Data excerpted from a collection
◆ ◆ ◆

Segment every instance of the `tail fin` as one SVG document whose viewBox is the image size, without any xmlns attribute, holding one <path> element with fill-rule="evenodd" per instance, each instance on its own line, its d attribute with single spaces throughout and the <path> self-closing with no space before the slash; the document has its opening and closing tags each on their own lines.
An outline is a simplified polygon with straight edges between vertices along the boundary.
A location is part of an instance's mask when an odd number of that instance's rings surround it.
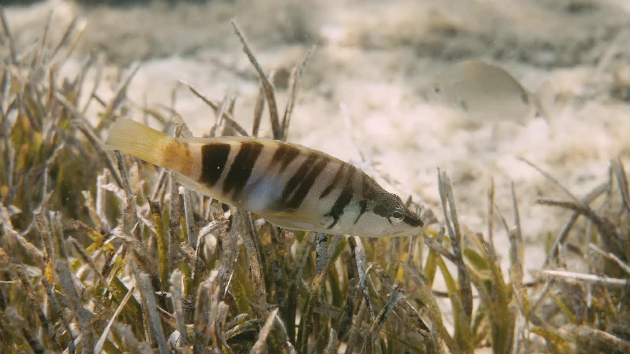
<svg viewBox="0 0 630 354">
<path fill-rule="evenodd" d="M 118 118 L 110 128 L 106 150 L 120 150 L 147 163 L 166 167 L 164 147 L 175 139 L 159 130 L 133 120 Z"/>
</svg>

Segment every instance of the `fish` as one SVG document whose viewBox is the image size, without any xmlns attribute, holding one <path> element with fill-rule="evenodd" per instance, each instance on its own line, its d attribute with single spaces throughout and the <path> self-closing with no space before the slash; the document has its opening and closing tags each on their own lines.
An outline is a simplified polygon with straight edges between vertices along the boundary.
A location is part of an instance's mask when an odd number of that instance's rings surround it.
<svg viewBox="0 0 630 354">
<path fill-rule="evenodd" d="M 551 89 L 546 81 L 532 92 L 505 69 L 478 59 L 459 62 L 437 75 L 425 96 L 431 103 L 454 108 L 476 122 L 513 122 L 532 118 L 548 122 L 550 110 L 541 98 Z"/>
<path fill-rule="evenodd" d="M 241 136 L 173 137 L 127 118 L 106 150 L 173 171 L 183 185 L 276 226 L 331 235 L 401 237 L 424 222 L 360 169 L 297 144 Z"/>
</svg>

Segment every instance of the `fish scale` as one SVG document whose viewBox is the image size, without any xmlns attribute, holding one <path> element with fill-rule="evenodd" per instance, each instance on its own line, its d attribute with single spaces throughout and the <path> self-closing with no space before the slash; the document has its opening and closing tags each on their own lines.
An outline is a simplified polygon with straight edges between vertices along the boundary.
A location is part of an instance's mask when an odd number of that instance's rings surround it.
<svg viewBox="0 0 630 354">
<path fill-rule="evenodd" d="M 281 227 L 394 237 L 418 234 L 423 225 L 363 171 L 298 144 L 246 137 L 176 139 L 119 118 L 105 148 L 172 170 L 190 189 Z"/>
</svg>

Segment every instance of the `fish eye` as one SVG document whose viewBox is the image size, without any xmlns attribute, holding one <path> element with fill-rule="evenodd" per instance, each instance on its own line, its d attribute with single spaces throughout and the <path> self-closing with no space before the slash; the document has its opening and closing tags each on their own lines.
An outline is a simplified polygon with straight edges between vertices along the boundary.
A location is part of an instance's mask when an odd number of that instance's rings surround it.
<svg viewBox="0 0 630 354">
<path fill-rule="evenodd" d="M 404 218 L 404 212 L 401 209 L 396 209 L 394 210 L 393 213 L 392 213 L 392 219 L 393 219 L 394 221 L 396 221 L 396 222 L 403 221 Z"/>
</svg>

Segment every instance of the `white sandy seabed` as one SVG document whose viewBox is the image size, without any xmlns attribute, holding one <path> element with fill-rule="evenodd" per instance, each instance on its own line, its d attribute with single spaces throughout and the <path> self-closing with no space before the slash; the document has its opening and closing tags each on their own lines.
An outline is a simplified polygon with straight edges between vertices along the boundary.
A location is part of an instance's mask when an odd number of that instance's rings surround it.
<svg viewBox="0 0 630 354">
<path fill-rule="evenodd" d="M 484 234 L 490 177 L 496 205 L 508 220 L 513 181 L 527 270 L 542 265 L 544 236 L 557 235 L 569 214 L 536 205 L 542 197 L 567 197 L 517 157 L 549 171 L 578 197 L 607 178 L 610 159 L 620 157 L 630 166 L 630 106 L 610 94 L 615 85 L 623 86 L 627 72 L 628 54 L 612 44 L 630 38 L 630 33 L 622 37 L 630 23 L 623 1 L 211 1 L 174 8 L 158 3 L 85 9 L 53 1 L 8 13 L 18 43 L 37 38 L 50 8 L 55 11 L 52 38 L 79 14 L 87 27 L 79 55 L 64 67 L 69 75 L 79 67 L 79 57 L 93 49 L 103 50 L 113 63 L 140 60 L 130 100 L 168 105 L 178 80 L 215 100 L 231 90 L 239 97 L 236 115 L 246 128 L 258 81 L 229 20 L 237 18 L 266 69 L 285 73 L 316 43 L 289 140 L 353 161 L 359 161 L 358 144 L 379 170 L 403 186 L 386 188 L 403 200 L 410 192 L 420 196 L 440 219 L 437 169 L 445 171 L 461 221 Z M 473 57 L 498 63 L 532 90 L 548 80 L 568 103 L 549 124 L 534 119 L 472 128 L 460 113 L 423 100 L 419 93 L 436 72 Z M 110 84 L 99 90 L 103 99 L 113 94 L 115 66 L 107 71 Z M 277 98 L 284 110 L 282 86 Z M 186 89 L 176 92 L 175 108 L 192 132 L 207 132 L 215 120 L 212 111 Z M 263 129 L 270 134 L 268 120 Z M 498 219 L 496 224 L 505 270 L 508 243 Z"/>
</svg>

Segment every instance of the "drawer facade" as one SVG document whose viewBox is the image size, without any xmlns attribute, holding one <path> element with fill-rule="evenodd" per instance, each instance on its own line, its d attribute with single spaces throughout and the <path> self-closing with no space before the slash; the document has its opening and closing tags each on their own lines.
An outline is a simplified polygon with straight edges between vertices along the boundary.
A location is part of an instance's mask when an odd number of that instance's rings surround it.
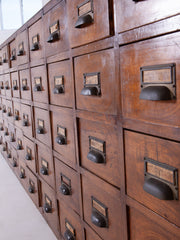
<svg viewBox="0 0 180 240">
<path fill-rule="evenodd" d="M 61 61 L 48 65 L 50 103 L 64 107 L 73 105 L 73 89 L 70 61 Z"/>
<path fill-rule="evenodd" d="M 67 1 L 71 48 L 108 37 L 113 32 L 109 20 L 112 3 L 107 0 Z M 109 10 L 110 8 L 110 10 Z"/>
<path fill-rule="evenodd" d="M 81 166 L 119 186 L 117 127 L 85 119 L 78 124 Z"/>
<path fill-rule="evenodd" d="M 56 111 L 51 112 L 53 149 L 65 157 L 66 164 L 75 168 L 76 157 L 72 117 L 73 113 L 70 109 L 57 108 Z"/>
<path fill-rule="evenodd" d="M 113 50 L 83 55 L 74 63 L 77 108 L 116 114 Z"/>
<path fill-rule="evenodd" d="M 180 226 L 178 156 L 179 143 L 125 131 L 127 194 Z"/>
<path fill-rule="evenodd" d="M 68 204 L 79 213 L 79 179 L 77 173 L 57 158 L 55 161 L 56 192 L 59 202 Z"/>
<path fill-rule="evenodd" d="M 45 66 L 31 68 L 31 83 L 33 101 L 48 103 L 48 84 Z"/>
<path fill-rule="evenodd" d="M 36 139 L 49 146 L 51 144 L 49 111 L 35 107 L 34 119 Z"/>
</svg>

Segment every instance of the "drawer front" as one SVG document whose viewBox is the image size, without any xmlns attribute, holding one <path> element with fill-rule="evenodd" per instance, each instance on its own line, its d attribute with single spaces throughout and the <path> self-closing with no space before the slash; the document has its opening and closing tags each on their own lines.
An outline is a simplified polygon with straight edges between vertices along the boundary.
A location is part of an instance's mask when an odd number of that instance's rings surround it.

◆ ◆ ◆

## GIVEN EXERCISE
Count the lines in the data above that contain the string "tail", treating uppercase and lowercase as distinct. Give only the number.

## TASK SOLUTION
1